Records from a collection

--------------------

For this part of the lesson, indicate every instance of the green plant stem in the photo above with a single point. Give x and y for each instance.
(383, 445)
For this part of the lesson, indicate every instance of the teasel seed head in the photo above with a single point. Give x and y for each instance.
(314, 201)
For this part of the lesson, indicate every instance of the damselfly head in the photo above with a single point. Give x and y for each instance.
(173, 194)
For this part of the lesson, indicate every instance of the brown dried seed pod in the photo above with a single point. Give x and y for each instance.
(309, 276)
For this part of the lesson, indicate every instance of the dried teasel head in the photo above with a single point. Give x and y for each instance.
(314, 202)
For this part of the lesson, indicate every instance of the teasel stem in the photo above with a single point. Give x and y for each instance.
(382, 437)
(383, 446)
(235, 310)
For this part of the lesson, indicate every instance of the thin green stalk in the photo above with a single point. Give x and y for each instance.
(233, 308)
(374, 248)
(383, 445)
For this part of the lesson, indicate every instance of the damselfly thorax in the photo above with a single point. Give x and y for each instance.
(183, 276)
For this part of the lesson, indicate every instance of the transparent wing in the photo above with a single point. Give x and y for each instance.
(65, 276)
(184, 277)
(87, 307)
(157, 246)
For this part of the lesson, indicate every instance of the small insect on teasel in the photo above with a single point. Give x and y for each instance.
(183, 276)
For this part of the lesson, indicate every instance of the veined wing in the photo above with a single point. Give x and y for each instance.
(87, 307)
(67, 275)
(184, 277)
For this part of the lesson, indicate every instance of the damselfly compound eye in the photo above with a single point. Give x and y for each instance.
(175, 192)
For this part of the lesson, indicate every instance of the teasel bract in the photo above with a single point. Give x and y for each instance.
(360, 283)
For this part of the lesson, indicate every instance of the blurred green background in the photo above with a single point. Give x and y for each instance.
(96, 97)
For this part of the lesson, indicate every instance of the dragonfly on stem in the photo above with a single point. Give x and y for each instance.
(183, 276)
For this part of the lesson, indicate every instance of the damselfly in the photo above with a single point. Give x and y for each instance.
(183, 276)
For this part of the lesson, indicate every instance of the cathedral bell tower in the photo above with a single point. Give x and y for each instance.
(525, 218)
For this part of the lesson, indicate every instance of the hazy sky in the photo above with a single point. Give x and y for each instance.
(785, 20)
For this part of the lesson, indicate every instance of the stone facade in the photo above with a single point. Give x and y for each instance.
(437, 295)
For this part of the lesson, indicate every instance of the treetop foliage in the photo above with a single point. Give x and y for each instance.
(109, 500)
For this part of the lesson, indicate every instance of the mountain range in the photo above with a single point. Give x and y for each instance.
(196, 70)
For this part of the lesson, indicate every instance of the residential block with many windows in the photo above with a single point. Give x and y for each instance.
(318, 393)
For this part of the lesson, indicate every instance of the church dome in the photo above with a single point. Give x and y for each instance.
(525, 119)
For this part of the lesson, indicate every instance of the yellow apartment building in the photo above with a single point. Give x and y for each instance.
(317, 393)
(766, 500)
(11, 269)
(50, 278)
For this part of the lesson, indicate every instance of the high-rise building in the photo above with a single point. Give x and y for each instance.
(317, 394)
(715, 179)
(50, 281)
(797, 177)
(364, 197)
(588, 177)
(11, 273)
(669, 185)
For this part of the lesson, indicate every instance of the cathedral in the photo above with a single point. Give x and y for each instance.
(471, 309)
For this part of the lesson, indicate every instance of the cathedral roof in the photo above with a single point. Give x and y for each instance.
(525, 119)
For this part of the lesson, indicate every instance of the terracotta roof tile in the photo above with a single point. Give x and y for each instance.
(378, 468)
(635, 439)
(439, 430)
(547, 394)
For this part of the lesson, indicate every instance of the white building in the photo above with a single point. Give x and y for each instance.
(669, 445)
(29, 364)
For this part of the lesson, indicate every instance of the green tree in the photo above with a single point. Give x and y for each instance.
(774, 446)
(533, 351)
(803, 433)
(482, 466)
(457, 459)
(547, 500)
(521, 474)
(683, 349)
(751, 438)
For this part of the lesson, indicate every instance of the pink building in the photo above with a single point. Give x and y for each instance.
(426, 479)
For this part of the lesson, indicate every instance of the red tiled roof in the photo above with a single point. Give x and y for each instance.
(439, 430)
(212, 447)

--------------------

- [What you need to do]: Copy out the listing above again, matching it line for line.

- [Written reply]:
For this part of the lesson, indicate every instance of the green plant stem in the photo above with a single point. Give x and y for each instance.
(383, 445)
For this part of the lesson, indicate every instance of the teasel seed head in the photo above with a single point. Give x and y for each instance.
(314, 201)
For this part of the lesson, indicate every instance of the damselfly head in the photo above with a single point. Give x and y for each instance.
(173, 194)
For this part of the lesson, indicate every instance of the brown dried seed pod in the photo above with a single point. Give x and y for each instance.
(309, 276)
For this part of the lesson, indicate every instance of the dried teasel head in the photo above with a single point. Give x and y for each instance.
(314, 202)
For this part of the lesson, indicate every instance of the teasel stem in the photo above with a single point. Give x and y for each instance.
(382, 437)
(383, 446)
(235, 310)
For this part of the lesson, indicate every instance of the thin green stalk in the photo above with a single point. Give x and y for each instance.
(233, 308)
(374, 248)
(383, 445)
For this part of the lesson, indicate every instance of the damselfly thorax in the photo above with a single point. Give x and y for each instance.
(183, 276)
For this part of the lesson, indicate every instance of the transparent wing in the photo above with a single point. Give x and y for each instance.
(65, 276)
(184, 277)
(87, 307)
(157, 246)
For this part of the lesson, indicate every instance of the small insect on teasel in the photo above with a single point. Give x and y for each instance.
(183, 276)
For this part of the lesson, indicate every instance of the veined wing in the photo above with a single point. Give x and y for each instance.
(87, 307)
(67, 275)
(184, 277)
For this part of the lesson, indicate every instance of the damselfly compound eye in the photo above with a single point. Give x and y for each instance.
(175, 192)
For this part of the lesson, indicate every instance of the teasel bract in the photo above with a single point. Give x and y for each instance.
(360, 283)
For this part of the lesson, indicate every instance of the blurred green background in the photo above with a single point. Give x and y for each instance.
(96, 97)
For this part of the lesson, indicate every instance of the dragonfly on stem in the photo above with a single point. Give x and y for each instance.
(183, 276)
For this part of the lesson, indicate every instance of the damselfly in the photo above with a single point. Give x and y for each instance.
(183, 276)
For this part of the lesson, indicate every instance of the cathedral bell tower in the photo above with a single point. Give x and y for each instance.
(525, 218)
For this part of the lesson, indicate every instance of the hazy sky in the photo above with a single point. Give x and y for each instance.
(785, 20)
For this part of the lesson, indicate every instance of the stone facade in the photo above with a single point. Give x and y for each instance.
(437, 295)
For this part of the lesson, indicate every instance of the treetop foliage in the photo above with a single point. Give x and y for each instance.
(109, 500)
For this part of the lesson, indicate every instance of the mountain range in the photo above with a single point. Give x and y for each instance.
(196, 70)
For this part of the lesson, indicate every instance of the residential block with many windows in the photo above with a single point. Give x and y for each instance.
(318, 393)
For this part of the lesson, indicate every instance of the church dome in the photo above with a single point. Give x and y for each instance.
(525, 119)
For this part of the lesson, indicate every instance of the yellow apartment building in the photo above with a single point. Give x and y for each instance.
(317, 393)
(766, 500)
(11, 269)
(50, 278)
For this part of the lesson, indicate every instance of the high-rise building in the photo above with a single point. Give x and y for each instance.
(317, 394)
(715, 179)
(50, 281)
(797, 177)
(364, 197)
(588, 177)
(11, 273)
(669, 185)
For this part of the lesson, indicate every instance of the cathedral in the photo above with a single point. Give x and y for each instance.
(471, 309)
For this part of the lesson, indicate every instance of the cathedral roof in the photo above with a single point. Give x and y for each instance.
(525, 119)
For this part of the lesson, indicate every instance of the terracotta roof tile in the photo above with a single point. Give x and y for each instance.
(378, 468)
(635, 439)
(439, 430)
(547, 394)
For this part of the lesson, indicate every instance of the white building in the photo above with a single point. Give x and y for each instance.
(669, 445)
(29, 364)
For this part of the lesson, indicate every instance of the green tree in the photo above with a single point. Give x and y for each instance.
(774, 446)
(533, 351)
(803, 433)
(482, 466)
(457, 459)
(547, 500)
(521, 474)
(683, 349)
(751, 438)
For this part of the lesson, indicate every instance of the pink building in the photo above with a single point. Give x and y for each instance.
(426, 479)
For this part of the lesson, indicate every instance of the red tiled roof in the photo above with a single point. Give x and y for each instance.
(439, 430)
(212, 447)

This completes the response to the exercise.